(Exercise): Each line from the one that contains "the woman, each" to the end of the material must be set down exactly, and no line before it.
• • • • • • •
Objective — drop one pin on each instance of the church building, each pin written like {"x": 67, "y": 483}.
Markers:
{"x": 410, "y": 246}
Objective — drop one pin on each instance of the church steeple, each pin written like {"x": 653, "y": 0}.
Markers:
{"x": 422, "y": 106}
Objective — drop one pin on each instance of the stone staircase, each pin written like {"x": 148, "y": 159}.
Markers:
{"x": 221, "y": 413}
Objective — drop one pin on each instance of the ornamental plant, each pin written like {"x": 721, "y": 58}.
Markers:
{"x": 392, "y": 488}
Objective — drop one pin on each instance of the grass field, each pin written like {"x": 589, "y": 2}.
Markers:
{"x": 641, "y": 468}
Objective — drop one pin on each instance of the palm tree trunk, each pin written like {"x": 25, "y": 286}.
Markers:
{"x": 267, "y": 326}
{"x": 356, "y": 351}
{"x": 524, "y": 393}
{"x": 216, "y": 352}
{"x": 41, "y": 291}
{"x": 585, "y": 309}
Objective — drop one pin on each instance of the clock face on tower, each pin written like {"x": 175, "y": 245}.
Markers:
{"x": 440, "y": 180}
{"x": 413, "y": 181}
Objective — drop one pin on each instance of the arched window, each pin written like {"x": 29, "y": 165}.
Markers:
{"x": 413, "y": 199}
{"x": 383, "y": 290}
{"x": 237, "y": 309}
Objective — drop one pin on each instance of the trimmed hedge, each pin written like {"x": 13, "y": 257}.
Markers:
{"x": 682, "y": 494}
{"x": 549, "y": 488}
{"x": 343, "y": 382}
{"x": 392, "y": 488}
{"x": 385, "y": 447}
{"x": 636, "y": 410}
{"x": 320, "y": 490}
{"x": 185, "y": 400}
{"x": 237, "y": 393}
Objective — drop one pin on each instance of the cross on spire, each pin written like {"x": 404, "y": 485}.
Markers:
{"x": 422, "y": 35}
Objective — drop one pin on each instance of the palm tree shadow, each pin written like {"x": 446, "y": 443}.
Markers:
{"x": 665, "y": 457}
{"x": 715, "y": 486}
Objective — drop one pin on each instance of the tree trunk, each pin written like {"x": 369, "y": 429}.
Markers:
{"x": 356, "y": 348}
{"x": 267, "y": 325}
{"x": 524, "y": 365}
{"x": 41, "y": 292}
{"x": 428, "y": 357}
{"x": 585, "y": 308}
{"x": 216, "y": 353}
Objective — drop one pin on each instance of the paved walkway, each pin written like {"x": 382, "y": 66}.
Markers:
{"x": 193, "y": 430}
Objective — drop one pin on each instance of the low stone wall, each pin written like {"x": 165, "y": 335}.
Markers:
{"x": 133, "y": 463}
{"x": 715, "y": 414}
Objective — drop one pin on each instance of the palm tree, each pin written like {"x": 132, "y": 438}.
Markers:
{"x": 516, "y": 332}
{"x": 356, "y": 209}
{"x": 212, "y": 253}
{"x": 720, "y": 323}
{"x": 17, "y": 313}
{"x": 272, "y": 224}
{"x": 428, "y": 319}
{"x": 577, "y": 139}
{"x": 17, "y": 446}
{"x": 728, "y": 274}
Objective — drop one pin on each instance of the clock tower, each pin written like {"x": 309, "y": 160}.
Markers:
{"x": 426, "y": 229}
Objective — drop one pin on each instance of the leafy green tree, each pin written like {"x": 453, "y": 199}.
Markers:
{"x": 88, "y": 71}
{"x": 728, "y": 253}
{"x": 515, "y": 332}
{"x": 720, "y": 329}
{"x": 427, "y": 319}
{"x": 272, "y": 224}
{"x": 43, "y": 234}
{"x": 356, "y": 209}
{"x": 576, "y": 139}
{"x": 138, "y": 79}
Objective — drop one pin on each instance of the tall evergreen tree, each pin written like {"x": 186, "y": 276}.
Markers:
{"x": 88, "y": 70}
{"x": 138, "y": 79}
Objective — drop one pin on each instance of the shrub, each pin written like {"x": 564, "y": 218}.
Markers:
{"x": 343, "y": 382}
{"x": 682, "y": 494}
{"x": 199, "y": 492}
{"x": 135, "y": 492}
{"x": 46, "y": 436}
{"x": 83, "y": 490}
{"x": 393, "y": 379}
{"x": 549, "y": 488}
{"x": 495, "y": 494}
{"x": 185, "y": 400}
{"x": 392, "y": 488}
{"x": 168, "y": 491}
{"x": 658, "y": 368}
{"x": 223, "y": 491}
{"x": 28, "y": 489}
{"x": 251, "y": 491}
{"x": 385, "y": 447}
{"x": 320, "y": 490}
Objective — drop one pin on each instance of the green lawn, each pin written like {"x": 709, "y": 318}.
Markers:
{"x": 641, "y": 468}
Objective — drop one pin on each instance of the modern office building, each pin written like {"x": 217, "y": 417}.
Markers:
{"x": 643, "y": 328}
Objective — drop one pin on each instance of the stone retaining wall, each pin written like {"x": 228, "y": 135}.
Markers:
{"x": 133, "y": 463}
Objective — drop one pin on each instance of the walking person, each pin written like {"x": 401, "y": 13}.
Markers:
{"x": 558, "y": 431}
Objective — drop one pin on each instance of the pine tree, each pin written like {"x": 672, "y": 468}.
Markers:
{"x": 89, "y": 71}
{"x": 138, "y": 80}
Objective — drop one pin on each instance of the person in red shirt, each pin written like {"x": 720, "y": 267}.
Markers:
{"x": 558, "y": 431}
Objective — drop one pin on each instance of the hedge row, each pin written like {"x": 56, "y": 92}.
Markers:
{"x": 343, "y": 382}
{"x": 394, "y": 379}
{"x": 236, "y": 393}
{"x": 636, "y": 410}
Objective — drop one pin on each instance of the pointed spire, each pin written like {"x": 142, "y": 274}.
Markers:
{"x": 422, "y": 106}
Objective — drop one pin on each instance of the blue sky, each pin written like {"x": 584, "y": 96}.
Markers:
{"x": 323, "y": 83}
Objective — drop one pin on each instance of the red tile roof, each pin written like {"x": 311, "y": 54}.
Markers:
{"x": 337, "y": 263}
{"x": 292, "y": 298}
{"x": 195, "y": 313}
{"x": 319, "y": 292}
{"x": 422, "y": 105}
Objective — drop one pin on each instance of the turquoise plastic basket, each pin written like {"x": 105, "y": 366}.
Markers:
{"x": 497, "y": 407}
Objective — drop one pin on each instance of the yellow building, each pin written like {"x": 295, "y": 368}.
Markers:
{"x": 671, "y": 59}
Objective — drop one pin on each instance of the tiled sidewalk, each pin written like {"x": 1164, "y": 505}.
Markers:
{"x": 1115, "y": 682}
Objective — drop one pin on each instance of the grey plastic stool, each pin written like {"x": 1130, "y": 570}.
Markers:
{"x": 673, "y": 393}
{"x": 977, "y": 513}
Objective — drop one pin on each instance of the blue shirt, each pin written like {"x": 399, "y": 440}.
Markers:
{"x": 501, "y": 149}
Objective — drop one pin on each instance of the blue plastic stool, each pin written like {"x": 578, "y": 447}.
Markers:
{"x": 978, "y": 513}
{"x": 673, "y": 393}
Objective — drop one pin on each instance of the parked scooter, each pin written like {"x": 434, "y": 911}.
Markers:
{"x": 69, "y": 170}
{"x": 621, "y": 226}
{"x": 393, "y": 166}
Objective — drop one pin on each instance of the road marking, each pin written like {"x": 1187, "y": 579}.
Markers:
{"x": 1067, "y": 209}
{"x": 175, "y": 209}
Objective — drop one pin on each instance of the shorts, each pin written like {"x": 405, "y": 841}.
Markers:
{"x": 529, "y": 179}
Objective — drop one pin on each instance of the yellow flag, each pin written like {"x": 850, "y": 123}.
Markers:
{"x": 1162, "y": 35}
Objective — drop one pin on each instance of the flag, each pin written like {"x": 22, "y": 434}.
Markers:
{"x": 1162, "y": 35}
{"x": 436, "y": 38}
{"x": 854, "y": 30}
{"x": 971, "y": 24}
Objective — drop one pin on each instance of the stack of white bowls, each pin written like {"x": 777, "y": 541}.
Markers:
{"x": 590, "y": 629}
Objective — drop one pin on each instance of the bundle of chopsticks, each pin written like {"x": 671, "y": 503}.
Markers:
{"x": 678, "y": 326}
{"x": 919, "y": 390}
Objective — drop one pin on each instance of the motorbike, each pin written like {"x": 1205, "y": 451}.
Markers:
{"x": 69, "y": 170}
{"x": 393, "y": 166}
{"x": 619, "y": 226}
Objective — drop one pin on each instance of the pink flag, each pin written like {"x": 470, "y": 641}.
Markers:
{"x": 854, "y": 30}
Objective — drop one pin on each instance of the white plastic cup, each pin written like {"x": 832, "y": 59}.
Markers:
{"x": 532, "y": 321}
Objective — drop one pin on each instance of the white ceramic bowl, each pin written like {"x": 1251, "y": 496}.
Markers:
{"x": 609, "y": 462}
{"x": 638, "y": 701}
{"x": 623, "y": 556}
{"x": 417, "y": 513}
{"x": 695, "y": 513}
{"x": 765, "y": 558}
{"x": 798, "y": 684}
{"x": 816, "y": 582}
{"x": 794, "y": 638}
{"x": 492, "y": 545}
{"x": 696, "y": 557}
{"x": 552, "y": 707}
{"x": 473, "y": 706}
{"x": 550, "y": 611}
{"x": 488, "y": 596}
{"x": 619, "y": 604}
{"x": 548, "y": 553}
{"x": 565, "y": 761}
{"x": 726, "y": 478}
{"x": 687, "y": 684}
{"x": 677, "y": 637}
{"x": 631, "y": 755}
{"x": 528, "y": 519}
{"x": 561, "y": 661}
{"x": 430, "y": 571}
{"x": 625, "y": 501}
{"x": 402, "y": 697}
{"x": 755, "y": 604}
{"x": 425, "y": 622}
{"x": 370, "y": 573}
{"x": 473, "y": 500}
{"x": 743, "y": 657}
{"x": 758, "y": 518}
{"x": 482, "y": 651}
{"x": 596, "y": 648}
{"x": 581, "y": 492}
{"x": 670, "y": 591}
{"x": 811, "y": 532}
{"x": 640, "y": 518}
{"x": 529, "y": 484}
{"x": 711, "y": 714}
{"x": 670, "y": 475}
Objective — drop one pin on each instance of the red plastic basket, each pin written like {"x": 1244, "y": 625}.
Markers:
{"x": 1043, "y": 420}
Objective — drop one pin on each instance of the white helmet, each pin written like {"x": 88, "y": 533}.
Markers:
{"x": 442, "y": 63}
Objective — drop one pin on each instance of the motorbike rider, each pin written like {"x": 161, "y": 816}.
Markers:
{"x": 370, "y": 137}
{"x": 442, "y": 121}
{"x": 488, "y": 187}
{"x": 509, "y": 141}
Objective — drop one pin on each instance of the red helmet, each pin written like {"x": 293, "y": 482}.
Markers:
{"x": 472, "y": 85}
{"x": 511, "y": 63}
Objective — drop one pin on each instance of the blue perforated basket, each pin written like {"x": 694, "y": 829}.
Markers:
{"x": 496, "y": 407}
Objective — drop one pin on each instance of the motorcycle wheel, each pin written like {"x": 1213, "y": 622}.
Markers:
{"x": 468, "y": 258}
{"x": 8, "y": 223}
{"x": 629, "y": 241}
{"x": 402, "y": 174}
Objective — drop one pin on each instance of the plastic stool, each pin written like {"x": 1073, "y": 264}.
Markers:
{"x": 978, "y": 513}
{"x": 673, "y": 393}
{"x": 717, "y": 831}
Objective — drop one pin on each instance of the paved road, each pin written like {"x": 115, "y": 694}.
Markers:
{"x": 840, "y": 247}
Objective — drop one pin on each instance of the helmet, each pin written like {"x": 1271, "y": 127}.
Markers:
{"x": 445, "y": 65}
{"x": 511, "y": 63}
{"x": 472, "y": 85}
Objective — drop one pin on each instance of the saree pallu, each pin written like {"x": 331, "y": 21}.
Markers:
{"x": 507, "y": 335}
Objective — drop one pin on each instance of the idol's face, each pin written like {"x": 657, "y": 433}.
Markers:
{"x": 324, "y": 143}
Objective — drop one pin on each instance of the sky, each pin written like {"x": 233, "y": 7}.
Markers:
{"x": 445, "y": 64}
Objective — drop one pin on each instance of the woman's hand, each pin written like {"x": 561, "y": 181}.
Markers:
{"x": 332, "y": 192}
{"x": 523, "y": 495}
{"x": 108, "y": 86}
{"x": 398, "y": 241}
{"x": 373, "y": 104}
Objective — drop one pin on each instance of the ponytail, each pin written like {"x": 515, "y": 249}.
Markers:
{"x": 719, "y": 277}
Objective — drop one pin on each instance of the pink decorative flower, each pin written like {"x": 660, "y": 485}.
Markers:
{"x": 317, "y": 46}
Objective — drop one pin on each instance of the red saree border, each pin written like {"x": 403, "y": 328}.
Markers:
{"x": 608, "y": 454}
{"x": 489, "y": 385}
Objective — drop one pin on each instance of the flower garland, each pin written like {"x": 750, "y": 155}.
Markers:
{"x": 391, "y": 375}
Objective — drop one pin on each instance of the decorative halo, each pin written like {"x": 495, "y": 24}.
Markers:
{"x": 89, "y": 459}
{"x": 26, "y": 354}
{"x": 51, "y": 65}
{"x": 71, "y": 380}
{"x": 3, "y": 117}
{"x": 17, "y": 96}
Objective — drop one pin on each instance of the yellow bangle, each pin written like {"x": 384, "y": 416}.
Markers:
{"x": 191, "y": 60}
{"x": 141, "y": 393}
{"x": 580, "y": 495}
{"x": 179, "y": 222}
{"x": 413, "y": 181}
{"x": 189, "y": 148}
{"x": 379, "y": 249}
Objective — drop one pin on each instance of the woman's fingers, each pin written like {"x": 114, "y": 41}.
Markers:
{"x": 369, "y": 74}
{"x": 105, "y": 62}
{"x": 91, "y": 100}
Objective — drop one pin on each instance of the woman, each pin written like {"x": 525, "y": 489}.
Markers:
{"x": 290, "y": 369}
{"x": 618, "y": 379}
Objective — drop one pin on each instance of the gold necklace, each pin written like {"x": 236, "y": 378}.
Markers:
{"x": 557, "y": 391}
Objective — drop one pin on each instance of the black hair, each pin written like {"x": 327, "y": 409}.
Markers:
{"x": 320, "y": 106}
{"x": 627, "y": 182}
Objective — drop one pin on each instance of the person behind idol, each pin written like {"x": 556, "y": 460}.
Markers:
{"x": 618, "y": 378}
• • • • • • •
(The completed task):
Objective — drop one pin on each instance of the woman, each pin written like {"x": 525, "y": 489}.
Markers:
{"x": 290, "y": 369}
{"x": 618, "y": 379}
Objective — drop one pin on each instance of the gold necklace, each pin written like {"x": 236, "y": 378}.
Markers:
{"x": 557, "y": 391}
Objective — drop one pin on each instance of the black hair, each pin written like {"x": 327, "y": 409}.
Markers:
{"x": 320, "y": 106}
{"x": 627, "y": 182}
Objective — drop one pin on each instance of the person behind idol, each pin written like {"x": 556, "y": 460}.
Markers:
{"x": 618, "y": 378}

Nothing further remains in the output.